━━━━━ TASK INPUTS

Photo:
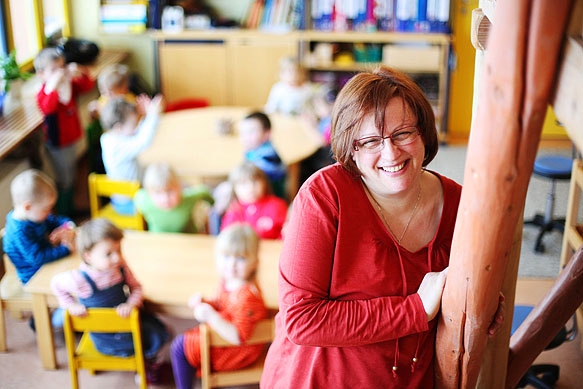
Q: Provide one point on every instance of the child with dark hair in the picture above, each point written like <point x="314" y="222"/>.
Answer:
<point x="57" y="99"/>
<point x="255" y="134"/>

━━━━━━━━━━

• [EXERCISE PROMPT]
Could you retype the whole listing word for word, minus its pictures?

• [TASK RESPONSE]
Photo:
Q: Provide one point on every instance of the child with dark hair in the picture above, each point written like <point x="314" y="222"/>.
Answer:
<point x="57" y="99"/>
<point x="255" y="134"/>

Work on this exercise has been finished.